Saved entries
■ ■ ■ ■ ■
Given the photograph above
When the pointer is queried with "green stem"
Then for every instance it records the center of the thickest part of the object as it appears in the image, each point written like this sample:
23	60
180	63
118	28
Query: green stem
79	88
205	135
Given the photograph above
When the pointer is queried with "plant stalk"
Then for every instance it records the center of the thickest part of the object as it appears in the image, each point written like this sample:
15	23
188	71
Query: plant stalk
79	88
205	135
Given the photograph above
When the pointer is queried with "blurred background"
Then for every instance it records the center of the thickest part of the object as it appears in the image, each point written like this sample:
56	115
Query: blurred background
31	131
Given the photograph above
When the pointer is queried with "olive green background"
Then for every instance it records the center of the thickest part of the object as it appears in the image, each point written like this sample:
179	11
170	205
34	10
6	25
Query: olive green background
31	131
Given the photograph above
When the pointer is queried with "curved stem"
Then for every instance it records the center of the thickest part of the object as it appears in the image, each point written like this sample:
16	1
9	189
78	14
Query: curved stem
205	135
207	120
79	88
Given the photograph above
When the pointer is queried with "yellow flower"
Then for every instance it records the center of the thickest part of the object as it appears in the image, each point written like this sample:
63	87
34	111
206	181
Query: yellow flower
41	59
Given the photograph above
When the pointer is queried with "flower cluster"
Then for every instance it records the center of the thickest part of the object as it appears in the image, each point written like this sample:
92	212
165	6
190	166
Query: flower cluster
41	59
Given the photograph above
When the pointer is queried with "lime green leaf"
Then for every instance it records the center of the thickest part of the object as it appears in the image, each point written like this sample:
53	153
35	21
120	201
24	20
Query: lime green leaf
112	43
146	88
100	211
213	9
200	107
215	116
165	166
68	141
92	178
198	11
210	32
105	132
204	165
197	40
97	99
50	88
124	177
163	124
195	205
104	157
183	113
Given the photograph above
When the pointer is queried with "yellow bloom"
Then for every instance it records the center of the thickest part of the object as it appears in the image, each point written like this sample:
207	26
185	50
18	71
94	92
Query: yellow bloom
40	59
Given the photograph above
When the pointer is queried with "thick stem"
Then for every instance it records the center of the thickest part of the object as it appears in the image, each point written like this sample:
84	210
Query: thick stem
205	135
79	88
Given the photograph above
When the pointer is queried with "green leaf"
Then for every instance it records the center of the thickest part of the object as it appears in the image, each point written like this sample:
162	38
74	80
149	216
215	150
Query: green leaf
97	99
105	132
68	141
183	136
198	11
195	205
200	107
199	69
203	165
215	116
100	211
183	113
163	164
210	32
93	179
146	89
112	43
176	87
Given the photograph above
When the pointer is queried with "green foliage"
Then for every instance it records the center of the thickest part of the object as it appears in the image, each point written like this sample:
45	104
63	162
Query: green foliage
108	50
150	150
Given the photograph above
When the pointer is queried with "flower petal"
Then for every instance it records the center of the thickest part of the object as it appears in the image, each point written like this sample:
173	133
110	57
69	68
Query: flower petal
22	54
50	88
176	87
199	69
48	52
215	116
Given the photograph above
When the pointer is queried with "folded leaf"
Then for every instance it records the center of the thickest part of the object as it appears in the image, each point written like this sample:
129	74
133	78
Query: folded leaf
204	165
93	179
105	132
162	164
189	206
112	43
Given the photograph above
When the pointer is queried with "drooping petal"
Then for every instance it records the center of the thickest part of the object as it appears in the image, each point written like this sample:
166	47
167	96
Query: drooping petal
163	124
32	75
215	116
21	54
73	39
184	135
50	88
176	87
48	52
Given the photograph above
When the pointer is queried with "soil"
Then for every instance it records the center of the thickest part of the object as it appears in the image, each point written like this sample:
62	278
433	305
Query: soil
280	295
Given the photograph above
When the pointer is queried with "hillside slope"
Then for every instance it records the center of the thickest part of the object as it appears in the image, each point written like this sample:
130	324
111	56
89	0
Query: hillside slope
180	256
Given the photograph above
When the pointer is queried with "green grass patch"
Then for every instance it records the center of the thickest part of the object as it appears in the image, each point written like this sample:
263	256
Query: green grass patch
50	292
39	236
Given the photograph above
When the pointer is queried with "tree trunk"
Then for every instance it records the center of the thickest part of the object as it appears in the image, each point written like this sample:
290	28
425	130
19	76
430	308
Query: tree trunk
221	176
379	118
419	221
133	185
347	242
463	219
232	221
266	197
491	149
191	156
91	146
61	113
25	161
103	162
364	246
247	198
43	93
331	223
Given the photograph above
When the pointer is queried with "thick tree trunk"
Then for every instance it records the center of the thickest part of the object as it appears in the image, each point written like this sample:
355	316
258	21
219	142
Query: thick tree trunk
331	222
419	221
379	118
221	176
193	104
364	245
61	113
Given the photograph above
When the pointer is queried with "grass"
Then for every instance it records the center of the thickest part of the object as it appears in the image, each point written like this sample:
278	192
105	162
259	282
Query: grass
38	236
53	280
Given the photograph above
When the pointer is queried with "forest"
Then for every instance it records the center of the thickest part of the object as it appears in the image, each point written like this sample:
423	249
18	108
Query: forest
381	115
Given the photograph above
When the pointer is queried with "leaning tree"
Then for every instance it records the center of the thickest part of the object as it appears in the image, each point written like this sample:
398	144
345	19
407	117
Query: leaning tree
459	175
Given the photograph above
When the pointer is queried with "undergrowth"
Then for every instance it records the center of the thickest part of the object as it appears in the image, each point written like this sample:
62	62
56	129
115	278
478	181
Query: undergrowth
■ ■ ■ ■ ■
> [Task objective]
Print each record word for word.

> [Exercise output]
Given the photograph above
When the pointer is queried with "green stem"
Then for every instance it records the center of the thickest part of the object as it appears in the image, each point written like this sample:
23	60
180	63
118	28
Query: green stem
79	88
205	135
Given the photograph above
When the pointer is queried with "plant stalk"
Then for every instance it records the center of the thickest part of the object as it appears in the image, each point written like this sample:
15	23
188	71
Query: plant stalk
79	88
205	135
Given the photograph above
When the pointer is queried with "blurred background"
Then for every instance it records the center of the thickest part of the object as it appears in the image, each point written like this sample:
56	115
Query: blurred background
31	131
Given the photograph above
When the pointer is queried with "olive green background"
Then for every instance it records the center of the thickest part of the object as it appears in the image, each point written like this sample:
179	11
170	205
34	10
6	25
Query: olive green background
31	131
Given the photograph above
When the pointer is queried with "curved stem"
Then for every instance it records the center of the thickest part of the object as it appears in the image, each point written like this sample:
16	1
9	189
78	14
Query: curved stem
205	135
207	120
79	88
Given the photograph above
When the pointer is queried with "yellow flower"
Then for every instance it records the center of the thickest part of the object as it appears in the image, each point written like this sample:
63	87
34	111
206	181
Query: yellow flower
41	59
Given the photograph above
When the pointer is queried with "flower cluster"
Then for every instance it records the center of the thickest part of the object as it appears in the image, each point written like this sample:
92	212
165	6
190	166
Query: flower cluster
41	59
Given the photograph above
When the pointer is queried with "lime green leaf"
Then for every instance it records the center of the thickest part of the object as it appears in the image, each point written like this sample:
53	153
35	21
120	201
24	20
Query: lime green leaf
112	43
146	88
100	211
213	9
200	107
215	116
165	166
68	141
92	178
198	11
210	32
105	132
204	165
197	40
97	99
50	88
124	177
163	124
195	205
104	157
183	113
Given the photograph above
When the pointer is queried with "yellow bloom"
Then for every instance it records the center of the thickest part of the object as it appears in the image, each point written like this sample:
207	26
185	50
18	71
94	92
Query: yellow bloom
40	59
Given the photograph above
When the pointer is queried with "thick stem"
Then for every instance it records the center of the thickest part of the object as it appears in the image, each point written like this sample:
84	210
Query: thick stem
205	135
79	88
Given the photograph above
When the pointer is queried with "green leaf"
Then for every instance it records the center of the thickest part of the object as it appears in the image, each point written like this sample:
162	38
74	80
149	216
215	150
Query: green leaf
97	99
105	132
68	141
183	136
198	11
195	205
200	107
199	69
203	165
215	116
100	211
183	113
163	164
210	32
93	179
146	89
112	43
176	87
Given the photograph above
When the pointer is queried with "green foliage"
Then for every instance it records the center of the thickest part of the object as it appears in the image, each point written like this sample:
45	104
63	162
Query: green foliage
108	50
150	150
Given the photograph above
When the pointer is queried with "flower petal"
Then for every instance it records the center of the thickest part of the object as it appears in the image, each point written like this sample:
173	133
110	57
69	68
Query: flower petal
22	54
50	88
176	87
199	69
48	52
215	116
Given the photograph above
When the pointer is queried with "folded leaf"
Then for every instance it records the center of the thickest part of the object as it appears in the image, each point written like this sample:
129	74
133	78
Query: folded leaf
204	165
93	179
105	132
162	164
189	206
112	43
Given the photograph above
When the pointer is queried with "drooping petal"
Then for every instance it records the center of the thickest part of the object as it appears in the image, each point written like this sample:
166	47
167	96
Query: drooping petal
163	124
32	75
215	116
21	54
73	39
184	135
50	88
176	87
48	52
Given the photograph above
When the pointer is queried with "soil"
Then for every instance it records the center of the thickest part of the object as it appears in the image, each point written like this sample:
62	278
433	305
Query: soil
280	295
Given the photograph above
When the pointer is queried with "hillside slope"
Then for every instance it records the center of the thickest part of the object as it appears in the image, each point written like this sample:
130	324
111	56
89	0
Query: hillside slope
180	256
Given the photograph above
When the pointer is queried with "green grass patch"
Then for every instance it records the center of the thickest part of the object as it appears in the image, each point written like this sample:
263	256
Query: green grass patch
50	292
39	236
Given the photograph above
When the pointer is queried with "tree trunk"
Then for every instance it records the center of the thickest part of the object as it appears in the image, each point written like this sample:
290	28
425	130
19	76
430	308
Query: tree trunk
221	176
379	118
419	221
133	185
347	242
463	219
232	221
266	197
491	149
191	156
91	146
61	113
25	161
103	162
364	246
247	198
43	93
331	223
Given the photograph above
When the pointer is queried with "thick tree trunk"
Then for every instance it records the center of the thickest part of the object as it appears in the image, each point written like this sample:
355	316
258	21
219	142
Query: thick tree trunk
331	222
419	221
379	118
221	176
193	104
364	245
61	113
Given the photograph above
When the pointer is queried with "grass"
Then for every instance it records the center of the thickest part of the object as it appears in the image, each point written like this sample:
278	192
105	162
259	282
Query: grass
38	236
53	280
Given the photograph above
When the pointer is queried with "forest"
Then for every instance it records the center of the thickest part of the object as it appears in the image, each point written like this sample:
423	249
18	108
Query: forest
381	115
Given the photograph above
When the pointer is queried with "leaning tree"
Then for every instance it records the center of the thickest part of the object as it appears in the image, each point written like this sample:
398	144
345	19
407	117
Query: leaning tree
459	175
Given the photograph above
When the pointer is queried with "undergrowth"
Then for every instance it records the center of the thickest part of the object as it appears in the image, each point written like this sample:
62	62
56	129
115	278
478	181
Query: undergrowth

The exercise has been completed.